NF-κB信号途径在小鼠狼疮性肾炎发病中的可能作用

Effect of NF-κB signal pathway in murine lupus nephritis

目的:探讨NF-κB信号途径在小鼠狼疮性肾炎发病中的可能作用。方法:选取16周龄的雄性BXSB小鼠(狼疮性肾炎模型组)和同周龄C57BL/6小鼠(正常对照组)作为研究对象,透射电镜和PAS染色观察肾组织的超微结构形态改变;RT-PCR技术检测小鼠全血中HMGB1mRNA的表达变化。采用ELISA方法检测血清中HMGB1蛋白浓度;免疫组织化学检测肾组织中HMGB1和PCNA蛋白的表达变化;Western blot和流式细胞术检测肾组织中RAGE、p-NF-κB和IκB蛋白的表达。结果:16周时,与正常的C57BL/6小鼠相比,BXSB小鼠血清中BUN水平及尿中微球白蛋白水平明显升高;与正常的C57BL/6小鼠相比,BXSB小鼠全血中HMGB1mRNA水平和血清中HMGB1蛋白浓度明显升高;16周时,与正常的C57BL/6小鼠相比,BXSB基底膜明显增厚,部分足突融合,内皮细胞下可见团块状电子致密物沉积;与正常的C57BL/6小鼠相比,BXSB小鼠肾组织的肾小球中可见较多的PCNA阳性表达,肾小管上皮细胞核内也可见少量的表达;BXSB小鼠肾组织中HMGB1蛋白表达升高,HMGB1蛋白尤其在细胞增生明显而肥大的肾小球呈高表达,主要位于细胞浆和细胞外;而在C57BL/6小鼠肾脏组织中以小管细胞核表达为主;与对照组相比,BXSB小鼠肾组织p-NF-κB和RAGE蛋白表达明显升高;而IκB蛋白表达明显降低;HMGB1蛋白与p-NF-κB蛋白表达呈显著正相关(r=0.833,P=0.000);p-NF-κB蛋白与RAGE蛋白表达呈显著正相关(r=0.621,P=0.018);HMGB1蛋白与RAGE蛋白表达呈显著正相关(r=0.848,P=0.000);p-NF-κB蛋白与IκB蛋白表达呈显著负相关(r=-0.759,P=0.002)。结论:HMGB1在小鼠狼疮性肾炎中的致炎作用可能部分通过结合其受体RAGE,激活NF-κB信号途径,促进肾小球固有细胞的增生,从而导致增生性肾小球肾炎形成而实现的。

..........

思考题
a: 该摘要中,狼疮性肾炎模型组选用的是哪种小鼠?
b: 请照录该摘要中以含有“目的:探讨NF-κB信号途径”的词语开头、至“生性肾小球肾炎形成而实现的。”为止的部分。

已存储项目
..........

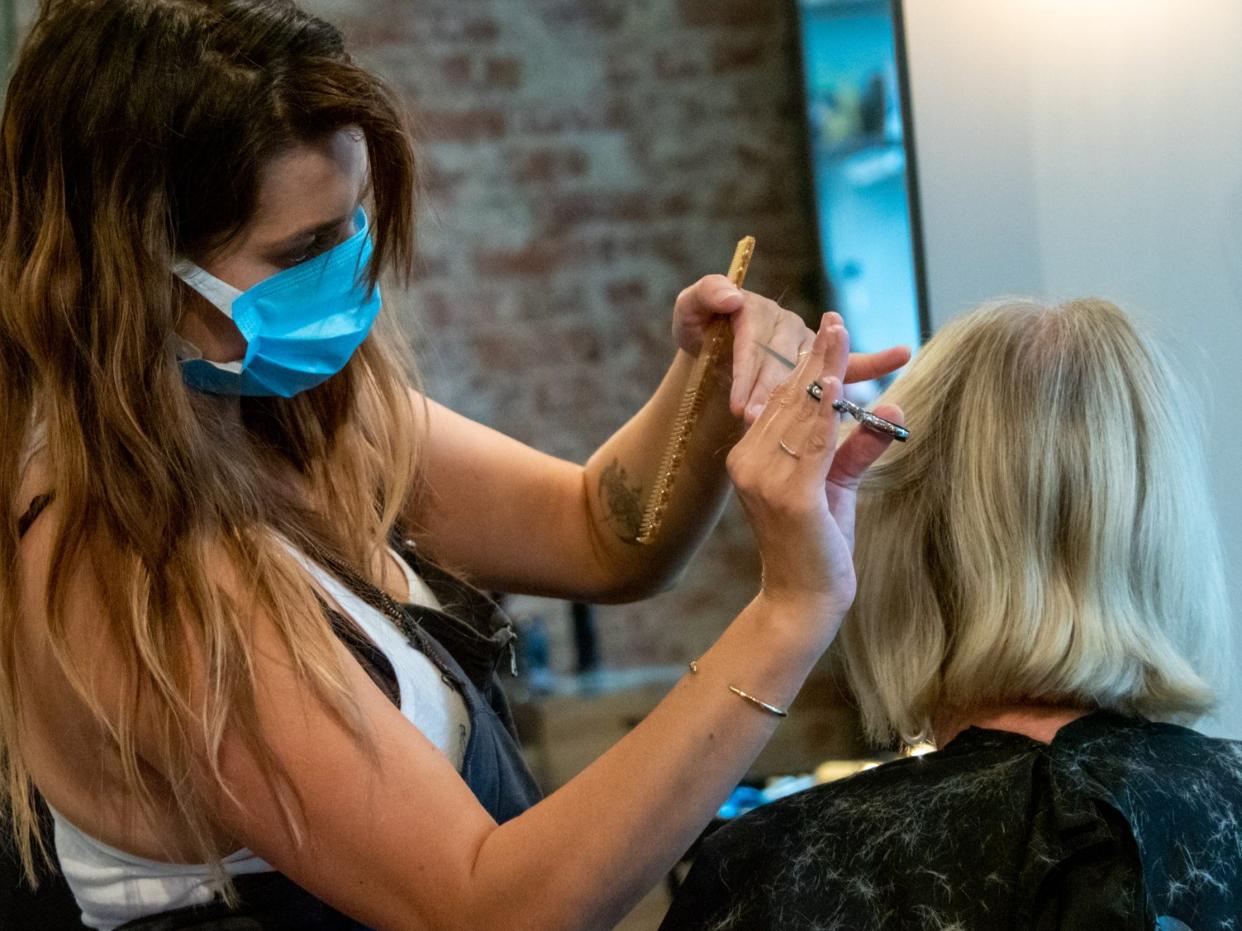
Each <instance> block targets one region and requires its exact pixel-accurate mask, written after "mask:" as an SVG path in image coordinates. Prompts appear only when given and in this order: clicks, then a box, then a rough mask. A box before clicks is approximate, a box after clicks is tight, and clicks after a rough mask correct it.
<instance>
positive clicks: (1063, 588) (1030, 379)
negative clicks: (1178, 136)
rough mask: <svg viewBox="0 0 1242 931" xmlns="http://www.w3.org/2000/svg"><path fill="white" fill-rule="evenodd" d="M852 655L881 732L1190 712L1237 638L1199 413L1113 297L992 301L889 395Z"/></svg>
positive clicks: (869, 706)
mask: <svg viewBox="0 0 1242 931" xmlns="http://www.w3.org/2000/svg"><path fill="white" fill-rule="evenodd" d="M883 400H884V401H891V402H893V403H897V405H900V406H902V408H903V410H904V411H905V416H907V421H908V423H909V427H910V432H912V438H910V441H909V442H908V443H905V444H894V446H893V448H892V449H891V451H888V452H887V453H886V454H884V456H883V457H882V458H881V459H879V462H878V463H877V464H876V465H874V467H873V468H872V469H871V472H869V473H868V474H867V477H866V479H864V480H863V484H862V488H861V490H859V503H858V516H857V547H856V552H854V561H856V566H857V570H858V596H857V600H856V602H854V607H853V609H852V611H851V613H850V616H848V617H847V619H846V622H845V626H843V628H842V632H841V636H840V638H838V645H837V649H838V655H840V658H841V659H843V663H845V670H846V675H847V677H848V680H850V683H851V686H852V689H853V691H854V694H856V696H857V700H858V704H859V709H861V713H862V719H863V725H864V729H866V731H867V734H868V735H869V736H871V737H872V739H874V740H877V741H879V742H887V741H891V740H892V739H893V737H894V736H900V737H903V739H904V740H907V741H912V740H918V739H925V737H927V736H929V735H930V734H931V731H933V725H934V722H935V721H936V720H938V719H940V717H941V716H943V715H945V714H961V713H969V711H970V710H972V709H987V708H996V706H1000V705H1012V704H1038V705H1072V706H1079V708H1103V709H1113V710H1118V711H1122V713H1126V714H1138V715H1143V716H1148V717H1155V719H1170V720H1179V719H1182V720H1187V719H1194V717H1197V716H1200V715H1202V714H1203V713H1206V711H1207V710H1210V709H1211V708H1212V704H1213V694H1215V693H1213V680H1215V678H1216V675H1217V674H1218V672H1220V670H1221V669H1223V668H1225V660H1226V658H1227V655H1228V648H1230V631H1228V611H1227V605H1226V596H1225V582H1223V570H1222V557H1221V549H1220V542H1218V537H1217V531H1216V525H1215V516H1213V513H1212V508H1211V503H1210V500H1208V493H1207V482H1206V475H1205V467H1203V457H1202V444H1201V436H1200V431H1201V426H1200V425H1199V422H1197V420H1196V416H1194V415H1195V412H1197V408H1196V407H1191V406H1189V405H1187V398H1186V396H1185V391H1184V389H1182V386H1181V385H1179V384H1177V381H1176V379H1175V377H1174V375H1172V372H1171V370H1170V367H1169V366H1167V365H1166V364H1165V362H1164V361H1163V360H1161V356H1160V353H1159V351H1158V350H1156V349H1155V346H1154V345H1153V344H1151V343H1150V341H1149V340H1145V339H1144V338H1143V336H1140V335H1139V333H1138V331H1136V329H1135V328H1134V325H1133V324H1131V323H1130V320H1129V319H1128V318H1126V317H1125V314H1123V313H1122V310H1119V309H1118V308H1117V307H1114V305H1113V304H1110V303H1108V302H1104V300H1074V302H1071V303H1067V304H1063V305H1061V307H1056V308H1049V307H1045V305H1042V304H1038V303H1035V302H1030V300H1012V302H1005V303H997V304H991V305H986V307H982V308H979V309H977V310H975V312H972V313H970V314H966V315H964V317H961V318H959V319H956V320H955V322H953V323H951V324H949V325H948V326H946V328H945V329H944V330H943V331H941V333H939V334H938V335H936V336H935V338H934V339H931V340H930V341H929V343H928V345H927V346H925V348H924V350H923V351H922V354H920V355H919V356H918V359H917V360H915V361H914V364H913V365H912V366H910V369H909V371H908V372H907V374H905V375H903V376H902V377H900V379H898V380H897V381H895V382H894V384H893V386H892V387H891V389H889V390H888V391H887V392H886V394H884V397H883Z"/></svg>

..........

题目解答
a: 16周龄的雄性BXSB小鼠。

b:
目的:探讨NF-κB信号途径在小鼠狼疮性肾炎发病中的可能作用。方法:选取16周龄的雄性BXSB小鼠(狼疮性肾炎模型组)和同周龄C57BL/6小鼠(正常对照组)作为研究对象,透射电镜和PAS染色观察肾组织的超微结构形态改变;RT-PCR技术检测小鼠全血中HMGB1mRNA的表达变化。采用ELISA方法检测血清中HMGB1蛋白浓度;免疫组织化学检测肾组织中HMGB1和PCNA蛋白的表达变化;Western blot和流式细胞术检测肾组织中RAGE、p-NF-κB和IκB蛋白的表达。结果:16周时,与正常的C57BL/6小鼠相比,BXSB小鼠血清中BUN水平及尿中微球白蛋白水平明显升高;与正常的C57BL/6小鼠相比,BXSB小鼠全血中HMGB1mRNA水平和血清中HMGB1蛋白浓度明显升高;16周时,与正常的C57BL/6小鼠相比,BXSB基底膜明显增厚,部分足突融合,内皮细胞下可见团块状电子致密物沉积;与正常的C57BL/6小鼠相比,BXSB小鼠肾组织的肾小球中可见较多的PCNA阳性表达,肾小管上皮细胞核内也可见少量的表达;BXSB小鼠肾组织中HMGB1蛋白表达升高,HMGB1蛋白尤其在细胞增生明显而肥大的肾小球呈高表达,主要位于细胞浆和细胞外;而在C57BL/6小鼠肾脏组织中以小管细胞核表达为主;与对照组相比,BXSB小鼠肾组织p-NF-κB和RAGE蛋白表达明显升高;而IκB蛋白表达明显降低;HMGB1蛋白与p-NF-κB蛋白表达呈显著正相关(r=0.833,P=0.000);p-NF-κB蛋白与RAGE蛋白表达呈显著正相关(r=0.621,P=0.018);HMGB1蛋白与RAGE蛋白表达呈显著正相关(r=0.848,P=0.000);p-NF-κB蛋白与IκB蛋白表达呈显著负相关(r=-0.759,P=0.002)。结论:HMGB1在小鼠狼疮性肾炎中的致炎作用可能部分通过结合其受体RAGE,激活NF-κB信号途径,促进肾小球固有细胞的增生,从而导致增生性肾小球肾炎形成而实现的。